**What to do:** Copy out the data below. Keep every word as it is.

[[ Supplied records, beginning ]]

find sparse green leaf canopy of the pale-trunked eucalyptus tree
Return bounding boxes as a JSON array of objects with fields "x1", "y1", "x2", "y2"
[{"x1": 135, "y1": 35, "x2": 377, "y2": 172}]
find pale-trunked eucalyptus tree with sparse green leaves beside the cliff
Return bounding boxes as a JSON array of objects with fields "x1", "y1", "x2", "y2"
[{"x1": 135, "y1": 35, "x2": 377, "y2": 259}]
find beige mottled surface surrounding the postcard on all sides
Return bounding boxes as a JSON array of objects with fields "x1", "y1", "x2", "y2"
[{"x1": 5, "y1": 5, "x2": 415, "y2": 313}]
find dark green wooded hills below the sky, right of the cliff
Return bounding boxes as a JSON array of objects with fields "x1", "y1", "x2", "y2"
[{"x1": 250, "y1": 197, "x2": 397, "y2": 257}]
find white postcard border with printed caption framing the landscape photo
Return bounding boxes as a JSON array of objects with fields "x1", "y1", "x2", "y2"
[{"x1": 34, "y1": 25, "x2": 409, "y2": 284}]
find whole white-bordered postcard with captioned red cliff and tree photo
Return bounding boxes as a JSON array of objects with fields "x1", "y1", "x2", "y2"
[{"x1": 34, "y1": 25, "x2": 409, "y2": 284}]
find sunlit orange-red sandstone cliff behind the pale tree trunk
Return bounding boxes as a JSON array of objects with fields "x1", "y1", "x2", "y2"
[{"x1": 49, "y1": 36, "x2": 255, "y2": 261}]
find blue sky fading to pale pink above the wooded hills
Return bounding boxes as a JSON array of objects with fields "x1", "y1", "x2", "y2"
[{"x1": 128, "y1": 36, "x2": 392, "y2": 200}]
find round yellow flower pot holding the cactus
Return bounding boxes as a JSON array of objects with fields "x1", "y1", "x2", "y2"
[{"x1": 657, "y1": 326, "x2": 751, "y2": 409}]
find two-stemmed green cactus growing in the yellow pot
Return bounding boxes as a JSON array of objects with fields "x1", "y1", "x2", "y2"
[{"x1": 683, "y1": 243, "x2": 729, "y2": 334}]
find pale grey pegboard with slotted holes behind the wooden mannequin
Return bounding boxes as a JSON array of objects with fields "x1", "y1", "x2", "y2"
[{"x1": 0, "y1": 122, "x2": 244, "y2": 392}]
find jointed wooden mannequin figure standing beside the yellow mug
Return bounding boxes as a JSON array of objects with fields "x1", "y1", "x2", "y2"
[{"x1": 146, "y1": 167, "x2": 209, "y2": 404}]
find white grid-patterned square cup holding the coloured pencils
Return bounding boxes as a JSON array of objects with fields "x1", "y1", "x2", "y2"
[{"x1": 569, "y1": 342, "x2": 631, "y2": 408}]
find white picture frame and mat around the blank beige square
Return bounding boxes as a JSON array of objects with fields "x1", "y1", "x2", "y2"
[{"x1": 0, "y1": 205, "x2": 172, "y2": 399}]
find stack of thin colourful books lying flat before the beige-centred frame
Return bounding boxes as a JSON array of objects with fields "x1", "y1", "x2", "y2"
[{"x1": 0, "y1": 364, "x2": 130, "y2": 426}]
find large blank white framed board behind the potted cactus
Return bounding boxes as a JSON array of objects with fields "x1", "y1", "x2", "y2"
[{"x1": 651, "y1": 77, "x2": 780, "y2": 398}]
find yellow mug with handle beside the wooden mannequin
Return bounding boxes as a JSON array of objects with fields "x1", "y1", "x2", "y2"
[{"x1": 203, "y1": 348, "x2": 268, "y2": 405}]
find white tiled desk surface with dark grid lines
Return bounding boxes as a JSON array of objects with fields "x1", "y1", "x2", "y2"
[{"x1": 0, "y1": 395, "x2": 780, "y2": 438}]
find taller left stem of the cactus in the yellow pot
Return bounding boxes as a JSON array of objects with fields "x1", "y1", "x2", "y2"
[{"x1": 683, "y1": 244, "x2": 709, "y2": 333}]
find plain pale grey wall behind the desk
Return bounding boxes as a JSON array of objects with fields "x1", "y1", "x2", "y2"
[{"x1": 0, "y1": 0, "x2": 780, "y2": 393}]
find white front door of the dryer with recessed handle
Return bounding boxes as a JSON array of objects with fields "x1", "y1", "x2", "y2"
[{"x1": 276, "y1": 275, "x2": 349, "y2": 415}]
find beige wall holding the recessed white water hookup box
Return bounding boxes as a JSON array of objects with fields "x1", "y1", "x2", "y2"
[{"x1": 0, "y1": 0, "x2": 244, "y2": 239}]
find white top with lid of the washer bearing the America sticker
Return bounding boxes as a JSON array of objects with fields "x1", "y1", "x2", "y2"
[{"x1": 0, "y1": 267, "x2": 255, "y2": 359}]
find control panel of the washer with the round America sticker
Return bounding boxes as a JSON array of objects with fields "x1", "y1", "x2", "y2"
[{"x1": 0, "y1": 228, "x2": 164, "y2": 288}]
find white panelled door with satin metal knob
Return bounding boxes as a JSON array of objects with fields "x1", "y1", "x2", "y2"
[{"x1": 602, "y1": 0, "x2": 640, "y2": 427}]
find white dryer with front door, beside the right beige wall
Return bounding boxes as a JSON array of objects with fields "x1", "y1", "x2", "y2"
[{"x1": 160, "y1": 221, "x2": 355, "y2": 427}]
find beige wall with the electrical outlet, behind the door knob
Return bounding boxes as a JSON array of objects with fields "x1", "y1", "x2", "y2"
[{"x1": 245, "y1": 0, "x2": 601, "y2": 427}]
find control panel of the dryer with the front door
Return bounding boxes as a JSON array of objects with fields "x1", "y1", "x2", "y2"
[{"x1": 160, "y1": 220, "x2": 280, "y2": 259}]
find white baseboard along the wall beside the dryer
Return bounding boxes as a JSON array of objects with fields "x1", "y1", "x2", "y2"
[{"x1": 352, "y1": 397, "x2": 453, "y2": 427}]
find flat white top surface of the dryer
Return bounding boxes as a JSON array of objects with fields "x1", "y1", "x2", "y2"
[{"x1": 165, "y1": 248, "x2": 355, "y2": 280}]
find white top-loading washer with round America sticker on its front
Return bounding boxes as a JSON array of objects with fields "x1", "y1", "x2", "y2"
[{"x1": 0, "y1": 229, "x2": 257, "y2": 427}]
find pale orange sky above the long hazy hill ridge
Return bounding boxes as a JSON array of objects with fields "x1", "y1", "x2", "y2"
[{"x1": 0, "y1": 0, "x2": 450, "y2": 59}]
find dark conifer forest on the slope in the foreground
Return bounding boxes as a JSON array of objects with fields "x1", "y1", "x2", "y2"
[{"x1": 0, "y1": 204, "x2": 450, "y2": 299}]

[[ Supplied records, end ]]

**Answer box:**
find sparse green leaf canopy of the pale-trunked eucalyptus tree
Return bounding boxes as a JSON array of objects with fields "x1", "y1", "x2", "y2"
[{"x1": 135, "y1": 35, "x2": 377, "y2": 172}]
find pale-trunked eucalyptus tree with sparse green leaves beside the cliff
Return bounding boxes as a JSON array of objects with fields "x1", "y1", "x2", "y2"
[{"x1": 135, "y1": 35, "x2": 377, "y2": 259}]
find beige mottled surface surrounding the postcard on all sides
Return bounding boxes as a JSON array of objects with fields "x1", "y1", "x2", "y2"
[{"x1": 5, "y1": 5, "x2": 415, "y2": 313}]
find dark green wooded hills below the sky, right of the cliff
Return bounding boxes as a JSON array of objects with fields "x1", "y1", "x2", "y2"
[{"x1": 250, "y1": 197, "x2": 397, "y2": 257}]
find white postcard border with printed caption framing the landscape photo
Return bounding boxes as a JSON array of objects with fields "x1", "y1", "x2", "y2"
[{"x1": 34, "y1": 25, "x2": 409, "y2": 284}]
find whole white-bordered postcard with captioned red cliff and tree photo
Return bounding boxes as a JSON array of objects with fields "x1", "y1", "x2", "y2"
[{"x1": 34, "y1": 25, "x2": 409, "y2": 284}]
find sunlit orange-red sandstone cliff behind the pale tree trunk
Return bounding boxes as a JSON array of objects with fields "x1", "y1", "x2", "y2"
[{"x1": 49, "y1": 36, "x2": 255, "y2": 261}]
find blue sky fading to pale pink above the wooded hills
Return bounding boxes as a JSON array of objects with fields "x1", "y1", "x2", "y2"
[{"x1": 128, "y1": 36, "x2": 392, "y2": 200}]
find round yellow flower pot holding the cactus
Return bounding boxes as a JSON array of objects with fields "x1", "y1", "x2", "y2"
[{"x1": 657, "y1": 326, "x2": 751, "y2": 409}]
find two-stemmed green cactus growing in the yellow pot
Return bounding boxes as a JSON array of objects with fields "x1", "y1", "x2", "y2"
[{"x1": 683, "y1": 243, "x2": 729, "y2": 334}]
find pale grey pegboard with slotted holes behind the wooden mannequin
Return bounding boxes as a JSON array of objects with fields "x1", "y1", "x2", "y2"
[{"x1": 0, "y1": 122, "x2": 244, "y2": 392}]
find jointed wooden mannequin figure standing beside the yellow mug
Return bounding boxes as a JSON array of objects with fields "x1", "y1", "x2", "y2"
[{"x1": 146, "y1": 167, "x2": 209, "y2": 404}]
find white grid-patterned square cup holding the coloured pencils
Return bounding boxes as a JSON array of objects with fields "x1", "y1", "x2", "y2"
[{"x1": 569, "y1": 342, "x2": 631, "y2": 408}]
find white picture frame and mat around the blank beige square
Return bounding boxes as a JSON array of objects with fields "x1", "y1", "x2", "y2"
[{"x1": 0, "y1": 205, "x2": 172, "y2": 399}]
find stack of thin colourful books lying flat before the beige-centred frame
Return bounding boxes as a JSON array of objects with fields "x1", "y1", "x2", "y2"
[{"x1": 0, "y1": 364, "x2": 130, "y2": 426}]
find large blank white framed board behind the potted cactus
Return bounding boxes as a JSON array of objects with fields "x1", "y1", "x2", "y2"
[{"x1": 651, "y1": 77, "x2": 780, "y2": 398}]
find yellow mug with handle beside the wooden mannequin
Return bounding boxes as a JSON array of objects with fields "x1", "y1", "x2", "y2"
[{"x1": 203, "y1": 348, "x2": 268, "y2": 405}]
find white tiled desk surface with dark grid lines
Return bounding boxes as a JSON array of objects with fields "x1", "y1", "x2", "y2"
[{"x1": 0, "y1": 395, "x2": 780, "y2": 438}]
find taller left stem of the cactus in the yellow pot
Return bounding boxes as a JSON array of objects with fields "x1", "y1", "x2", "y2"
[{"x1": 683, "y1": 244, "x2": 709, "y2": 333}]
find plain pale grey wall behind the desk
Return bounding boxes as a JSON array of objects with fields "x1", "y1", "x2", "y2"
[{"x1": 0, "y1": 0, "x2": 780, "y2": 393}]
find white front door of the dryer with recessed handle
Return bounding boxes as a JSON array of objects with fields "x1", "y1", "x2", "y2"
[{"x1": 276, "y1": 275, "x2": 349, "y2": 415}]
find beige wall holding the recessed white water hookup box
Return bounding boxes as a JSON array of objects with fields "x1", "y1", "x2", "y2"
[{"x1": 0, "y1": 0, "x2": 244, "y2": 239}]
find white top with lid of the washer bearing the America sticker
Return bounding boxes as a JSON array of objects with fields "x1", "y1", "x2", "y2"
[{"x1": 0, "y1": 267, "x2": 255, "y2": 359}]
find control panel of the washer with the round America sticker
Return bounding boxes as a JSON array of objects with fields "x1", "y1", "x2", "y2"
[{"x1": 0, "y1": 228, "x2": 164, "y2": 288}]
find white panelled door with satin metal knob
Return bounding boxes as a JSON array of objects with fields "x1", "y1", "x2", "y2"
[{"x1": 602, "y1": 0, "x2": 640, "y2": 427}]
find white dryer with front door, beside the right beige wall
Return bounding boxes as a JSON array of objects with fields "x1", "y1", "x2", "y2"
[{"x1": 160, "y1": 221, "x2": 355, "y2": 427}]
find beige wall with the electrical outlet, behind the door knob
Return bounding boxes as a JSON array of objects with fields "x1", "y1", "x2", "y2"
[{"x1": 245, "y1": 0, "x2": 601, "y2": 427}]
find control panel of the dryer with the front door
Return bounding boxes as a JSON array of objects with fields "x1", "y1", "x2", "y2"
[{"x1": 160, "y1": 220, "x2": 280, "y2": 259}]
find white baseboard along the wall beside the dryer
Return bounding boxes as a JSON array of objects with fields "x1", "y1", "x2", "y2"
[{"x1": 352, "y1": 397, "x2": 453, "y2": 427}]
find flat white top surface of the dryer
Return bounding boxes as a JSON array of objects with fields "x1", "y1", "x2", "y2"
[{"x1": 165, "y1": 248, "x2": 355, "y2": 280}]
find white top-loading washer with round America sticker on its front
Return bounding boxes as a JSON array of objects with fields "x1", "y1", "x2", "y2"
[{"x1": 0, "y1": 229, "x2": 257, "y2": 427}]
find pale orange sky above the long hazy hill ridge
Return bounding boxes as a JSON array of objects with fields "x1", "y1", "x2", "y2"
[{"x1": 0, "y1": 0, "x2": 450, "y2": 59}]
find dark conifer forest on the slope in the foreground
Return bounding boxes as a JSON array of objects with fields "x1", "y1", "x2", "y2"
[{"x1": 0, "y1": 204, "x2": 450, "y2": 299}]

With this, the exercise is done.